◆ Excerto da página:
§

Sonae: Há uma linha que separa o medo da coragem
A Sonae não quis contribuir para aumentar a longa lista de lesados que já há neste país. Até porque a MC muito provavelmente não seria a última Sonae a chegar à bolsa.
Enquanto lá fora se vivem momentos de azáfama, com muitas empresas a procurarem abrir caminho para a bolsa, em Lisboa é o marasmo. A praça portuguesa está praticamente às moscas, com a saída de muitas cotadas que tardam em serem “substituídas”. Daí que quando surge uma oferta pública todos os olhos se virem para aqueles que ousam ceder parte do capital à loucura do sobe e desce constantes.
Foi assim com a Raize, a primeira empresa em alguns anos a entrar no mercado nacional. Mas principalmente com a Sonae MC, o braço do retalho da Sonae, empresa fundada por Belmiro de Azevedo. Há muito que a família alimenta a bolsa portuguesa de empresas — sem contar com o Estado, diria que tem sido a maior fornecedora de ações para o número 196 da Avenida da Liberdade.
A MC prometia, mas não cumpriu. Uma semana depois de arrancar para o mercado, e após um trabalho de meses nos bastidores, a oferta pública de venda falhou. Sem papas na língua, caiu porque a Sonae, juntamente com os bancos de investimento por si contratados, não conseguiu convencer os grandes investidores de que este era um bom negócio. Que havia dinheiro a ganhar com este aposta.

§

◆ Entradas listadas:
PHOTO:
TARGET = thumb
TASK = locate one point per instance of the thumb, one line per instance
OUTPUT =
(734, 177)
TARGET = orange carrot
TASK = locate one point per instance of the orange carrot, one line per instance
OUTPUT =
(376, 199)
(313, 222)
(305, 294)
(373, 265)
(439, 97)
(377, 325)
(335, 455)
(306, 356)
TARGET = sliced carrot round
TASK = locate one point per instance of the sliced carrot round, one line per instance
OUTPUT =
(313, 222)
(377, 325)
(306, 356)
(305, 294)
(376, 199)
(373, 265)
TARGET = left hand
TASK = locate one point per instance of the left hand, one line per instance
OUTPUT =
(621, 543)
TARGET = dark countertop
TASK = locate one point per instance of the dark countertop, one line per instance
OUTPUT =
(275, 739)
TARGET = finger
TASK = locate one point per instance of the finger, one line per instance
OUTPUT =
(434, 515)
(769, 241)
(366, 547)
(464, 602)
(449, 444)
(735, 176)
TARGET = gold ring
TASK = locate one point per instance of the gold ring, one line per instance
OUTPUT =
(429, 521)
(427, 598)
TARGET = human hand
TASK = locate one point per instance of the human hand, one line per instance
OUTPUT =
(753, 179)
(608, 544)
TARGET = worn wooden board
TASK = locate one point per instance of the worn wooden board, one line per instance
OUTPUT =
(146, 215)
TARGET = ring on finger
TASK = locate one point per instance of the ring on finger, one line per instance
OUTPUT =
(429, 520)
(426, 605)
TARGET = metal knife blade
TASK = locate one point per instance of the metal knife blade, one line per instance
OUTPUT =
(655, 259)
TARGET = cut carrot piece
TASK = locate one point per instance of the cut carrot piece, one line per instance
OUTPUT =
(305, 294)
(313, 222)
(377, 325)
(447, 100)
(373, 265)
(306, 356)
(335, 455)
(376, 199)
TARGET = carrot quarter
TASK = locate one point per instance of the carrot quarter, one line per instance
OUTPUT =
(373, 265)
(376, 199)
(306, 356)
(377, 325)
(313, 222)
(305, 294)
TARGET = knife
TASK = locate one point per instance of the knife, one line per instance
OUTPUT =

§

◆ Exercício: Retome o artigo sobre a oferta pública da Sonae MC e escreva a continuação a partir da última frase apresentada.

◆ Resultado do exercício:
E não convenceu porquê? A Sonae MC não vale o que diz valer? Nada disso. Valer, vale. É um negocio arriscado? Todos são, com mais ou menos risco, todos têm algum. A questão não está aí. Esta no peso que esse fator, o do risco, tem em determinado momento. E neste momento, risco há muito. E os investidores fogem dele.
Há Itália, que faz estremecer a Europa com o seu governo despesista, há a China em “guerra” com os EUA, há a economia global que, diz o FMI, está com uma indisposição, podendo precisar de ir ao médico. E há um “loco” que, além de todos os dias brincar às tarifas com os amigos chineses, ainda se atira à Fed, dizendo que esta endoideceu. Está tudo doido. E isso provoca medo.
Mas foi medo que a Sonae teve? Foi por isso que a OPV do ano fracassou. Não. Não acredito. A Sonae tem um negócio sólido para pôr no mercado. E sabe disso. E sabe que este processo, apesar de fazer sentido para arrumar a casa à holding, não tem obrigatoriamente de acontecer já. O contexto de mercado não poderia ter sido o pior para Paulo Azevedo. Mas a Sonae, quanto muito, foi corajosa.
A linha que separa o medo da coragem é ténue, pode dizer-se. Neste caso a coragem está, primeiro, por ter deixado expresso no prospeto que se a loucura tomasse conta dos mercados, impossibilitando a venda das ações aos grandes investidores, que a operação cairia por terra. Depois, porque evitou vender ao desbarato o que durante anos andou a construir (um império no retalho), mas também porque evitou mais um rombo à carteira de muitos pequenos aforradores.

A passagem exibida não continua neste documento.